**DATA LINES**.

——

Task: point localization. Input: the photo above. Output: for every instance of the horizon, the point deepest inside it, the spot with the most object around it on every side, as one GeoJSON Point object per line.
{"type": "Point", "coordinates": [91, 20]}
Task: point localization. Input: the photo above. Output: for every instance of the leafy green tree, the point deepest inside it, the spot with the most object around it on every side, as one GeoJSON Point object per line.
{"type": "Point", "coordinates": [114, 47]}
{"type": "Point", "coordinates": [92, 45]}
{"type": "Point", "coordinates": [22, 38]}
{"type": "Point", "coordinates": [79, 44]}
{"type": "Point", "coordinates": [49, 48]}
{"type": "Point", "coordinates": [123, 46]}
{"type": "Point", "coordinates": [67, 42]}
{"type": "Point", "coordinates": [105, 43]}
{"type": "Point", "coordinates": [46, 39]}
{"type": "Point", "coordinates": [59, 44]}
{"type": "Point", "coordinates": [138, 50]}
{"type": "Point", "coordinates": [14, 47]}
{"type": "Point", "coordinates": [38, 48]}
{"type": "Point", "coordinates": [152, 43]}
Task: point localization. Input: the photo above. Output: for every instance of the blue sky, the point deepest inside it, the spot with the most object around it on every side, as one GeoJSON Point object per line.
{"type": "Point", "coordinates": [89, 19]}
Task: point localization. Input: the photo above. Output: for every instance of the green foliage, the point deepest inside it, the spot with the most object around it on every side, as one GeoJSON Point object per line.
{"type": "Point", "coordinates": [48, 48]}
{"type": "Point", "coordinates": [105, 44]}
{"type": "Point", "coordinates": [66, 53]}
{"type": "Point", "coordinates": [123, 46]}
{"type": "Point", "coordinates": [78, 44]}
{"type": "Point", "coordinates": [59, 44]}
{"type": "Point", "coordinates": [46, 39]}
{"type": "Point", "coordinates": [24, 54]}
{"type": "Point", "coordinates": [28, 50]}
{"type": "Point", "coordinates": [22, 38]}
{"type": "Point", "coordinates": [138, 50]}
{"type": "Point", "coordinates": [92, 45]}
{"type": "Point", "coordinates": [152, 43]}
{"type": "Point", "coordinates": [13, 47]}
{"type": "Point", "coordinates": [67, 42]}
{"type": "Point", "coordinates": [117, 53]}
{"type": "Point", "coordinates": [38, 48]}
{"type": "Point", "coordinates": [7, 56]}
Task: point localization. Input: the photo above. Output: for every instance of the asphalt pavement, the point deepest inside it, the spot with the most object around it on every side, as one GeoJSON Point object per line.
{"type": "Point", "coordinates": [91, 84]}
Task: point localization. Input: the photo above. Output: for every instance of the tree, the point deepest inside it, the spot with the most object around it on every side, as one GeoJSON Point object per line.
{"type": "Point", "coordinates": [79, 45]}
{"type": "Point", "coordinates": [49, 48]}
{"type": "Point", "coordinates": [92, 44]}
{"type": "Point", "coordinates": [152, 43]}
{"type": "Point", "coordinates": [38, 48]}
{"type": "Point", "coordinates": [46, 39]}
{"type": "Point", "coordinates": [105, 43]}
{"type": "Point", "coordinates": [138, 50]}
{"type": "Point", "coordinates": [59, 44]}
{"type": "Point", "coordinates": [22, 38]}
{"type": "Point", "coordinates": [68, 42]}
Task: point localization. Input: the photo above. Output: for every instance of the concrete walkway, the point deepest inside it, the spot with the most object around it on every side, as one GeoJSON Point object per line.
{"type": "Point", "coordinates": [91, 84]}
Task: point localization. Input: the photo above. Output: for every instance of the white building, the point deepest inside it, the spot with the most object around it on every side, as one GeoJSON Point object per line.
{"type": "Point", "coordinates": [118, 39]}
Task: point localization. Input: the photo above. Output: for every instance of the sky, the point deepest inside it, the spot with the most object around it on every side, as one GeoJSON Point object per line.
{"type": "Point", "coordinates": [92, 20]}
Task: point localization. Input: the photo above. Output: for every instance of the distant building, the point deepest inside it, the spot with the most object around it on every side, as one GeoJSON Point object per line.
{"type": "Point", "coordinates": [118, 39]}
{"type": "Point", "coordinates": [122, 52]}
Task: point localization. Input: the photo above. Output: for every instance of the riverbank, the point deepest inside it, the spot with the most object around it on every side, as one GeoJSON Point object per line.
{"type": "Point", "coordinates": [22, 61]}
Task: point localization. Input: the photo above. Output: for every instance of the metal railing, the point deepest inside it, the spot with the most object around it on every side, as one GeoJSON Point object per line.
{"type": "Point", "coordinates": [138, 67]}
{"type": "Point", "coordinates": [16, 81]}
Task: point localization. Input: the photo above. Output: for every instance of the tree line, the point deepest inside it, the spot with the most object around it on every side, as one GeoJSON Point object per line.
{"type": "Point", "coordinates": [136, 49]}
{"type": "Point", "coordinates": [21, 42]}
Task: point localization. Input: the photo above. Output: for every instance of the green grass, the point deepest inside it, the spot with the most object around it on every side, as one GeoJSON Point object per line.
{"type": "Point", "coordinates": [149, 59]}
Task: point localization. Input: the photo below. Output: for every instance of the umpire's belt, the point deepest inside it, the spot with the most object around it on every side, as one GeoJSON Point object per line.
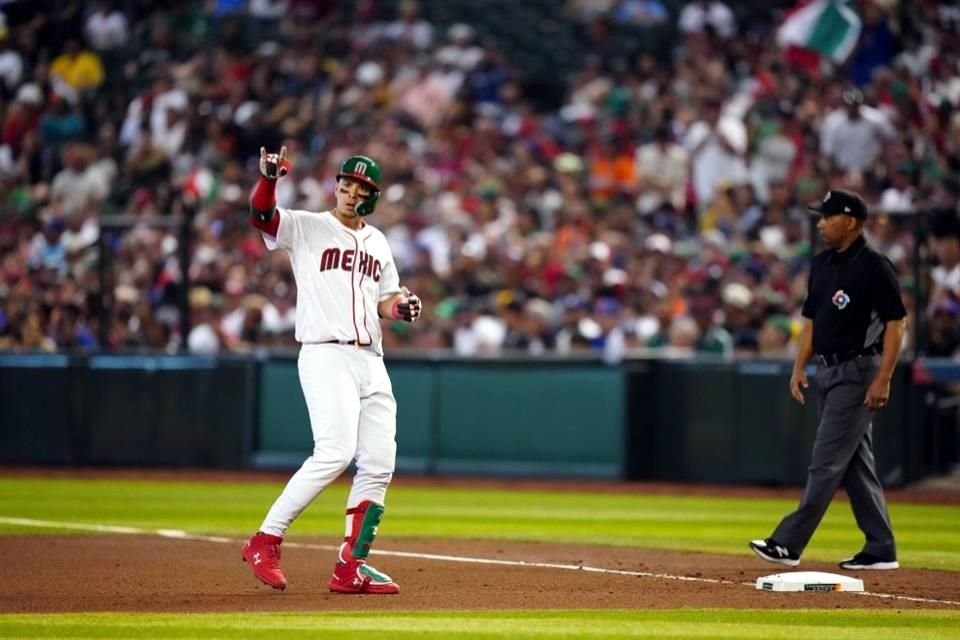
{"type": "Point", "coordinates": [833, 359]}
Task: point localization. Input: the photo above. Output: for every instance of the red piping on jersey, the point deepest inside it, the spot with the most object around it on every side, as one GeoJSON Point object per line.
{"type": "Point", "coordinates": [353, 288]}
{"type": "Point", "coordinates": [365, 328]}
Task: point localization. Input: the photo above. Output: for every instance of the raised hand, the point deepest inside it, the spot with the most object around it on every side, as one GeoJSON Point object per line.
{"type": "Point", "coordinates": [274, 165]}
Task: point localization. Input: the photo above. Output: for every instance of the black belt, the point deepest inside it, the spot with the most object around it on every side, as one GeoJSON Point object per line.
{"type": "Point", "coordinates": [833, 359]}
{"type": "Point", "coordinates": [348, 343]}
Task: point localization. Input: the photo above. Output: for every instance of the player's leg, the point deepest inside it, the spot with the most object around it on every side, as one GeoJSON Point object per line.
{"type": "Point", "coordinates": [329, 382]}
{"type": "Point", "coordinates": [376, 459]}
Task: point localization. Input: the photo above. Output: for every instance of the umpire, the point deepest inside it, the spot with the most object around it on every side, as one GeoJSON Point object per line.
{"type": "Point", "coordinates": [854, 328]}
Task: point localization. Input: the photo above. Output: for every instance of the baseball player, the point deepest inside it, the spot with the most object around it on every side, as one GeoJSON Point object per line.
{"type": "Point", "coordinates": [346, 280]}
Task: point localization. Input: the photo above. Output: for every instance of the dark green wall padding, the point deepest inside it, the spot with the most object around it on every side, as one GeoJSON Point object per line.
{"type": "Point", "coordinates": [457, 417]}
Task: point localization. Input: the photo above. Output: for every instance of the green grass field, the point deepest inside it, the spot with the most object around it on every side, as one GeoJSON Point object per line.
{"type": "Point", "coordinates": [927, 536]}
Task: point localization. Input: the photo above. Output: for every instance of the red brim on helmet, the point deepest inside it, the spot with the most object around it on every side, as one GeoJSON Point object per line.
{"type": "Point", "coordinates": [362, 178]}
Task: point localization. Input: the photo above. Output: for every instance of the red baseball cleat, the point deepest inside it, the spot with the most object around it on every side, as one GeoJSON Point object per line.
{"type": "Point", "coordinates": [262, 553]}
{"type": "Point", "coordinates": [354, 575]}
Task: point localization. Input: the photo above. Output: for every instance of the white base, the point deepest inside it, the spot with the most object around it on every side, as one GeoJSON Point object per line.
{"type": "Point", "coordinates": [808, 581]}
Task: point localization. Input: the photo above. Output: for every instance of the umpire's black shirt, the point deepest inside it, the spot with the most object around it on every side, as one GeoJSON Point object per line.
{"type": "Point", "coordinates": [851, 296]}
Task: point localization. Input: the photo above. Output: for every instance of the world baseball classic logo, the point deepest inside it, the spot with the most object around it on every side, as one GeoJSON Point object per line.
{"type": "Point", "coordinates": [841, 299]}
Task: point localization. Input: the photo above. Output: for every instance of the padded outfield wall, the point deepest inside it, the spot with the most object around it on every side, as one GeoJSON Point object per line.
{"type": "Point", "coordinates": [673, 420]}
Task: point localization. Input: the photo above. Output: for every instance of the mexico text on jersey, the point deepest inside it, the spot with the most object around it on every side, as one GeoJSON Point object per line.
{"type": "Point", "coordinates": [341, 276]}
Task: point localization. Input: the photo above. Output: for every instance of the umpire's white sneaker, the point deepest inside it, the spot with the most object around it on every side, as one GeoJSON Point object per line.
{"type": "Point", "coordinates": [771, 551]}
{"type": "Point", "coordinates": [865, 561]}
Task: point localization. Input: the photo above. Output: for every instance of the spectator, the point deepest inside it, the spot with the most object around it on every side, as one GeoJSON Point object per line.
{"type": "Point", "coordinates": [716, 145]}
{"type": "Point", "coordinates": [697, 16]}
{"type": "Point", "coordinates": [852, 137]}
{"type": "Point", "coordinates": [106, 28]}
{"type": "Point", "coordinates": [77, 67]}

——

**INSTRUCTIONS FOR THE TASK**.
The required output is the exact sequence of lines from the one containing "of the padded" through the end of the listing, both endpoints included.

**SOLUTION FOR THIS PROBLEM**.
Task: point localization. Input: the photo above. Output: for every instance of the padded outfield wall, the point deepest inside it, the spot with the most object around it on every side, as one GeoJSON Point object per line.
{"type": "Point", "coordinates": [673, 420]}
Task: point localization. Input: the photo above. Output: for every instance of the mexico text on jersey, the point deepest inside it, the spot with the most object around it on every side, as one GeoJSON Point object per line.
{"type": "Point", "coordinates": [341, 276]}
Task: point localization. Input: the photo above. Output: for every instance of the umpire's white sneaker, the point deepest inside it, the spot with the most object around it on every side, as one GeoJSON Point object per line.
{"type": "Point", "coordinates": [771, 551]}
{"type": "Point", "coordinates": [865, 561]}
Task: point localization. Input: the photo above. Output: for every instance of the spectator, the point deepest inside it, the spot with the most object around it on every side, as one GeoJSON Point object per line.
{"type": "Point", "coordinates": [716, 145]}
{"type": "Point", "coordinates": [697, 16]}
{"type": "Point", "coordinates": [852, 137]}
{"type": "Point", "coordinates": [106, 28]}
{"type": "Point", "coordinates": [77, 67]}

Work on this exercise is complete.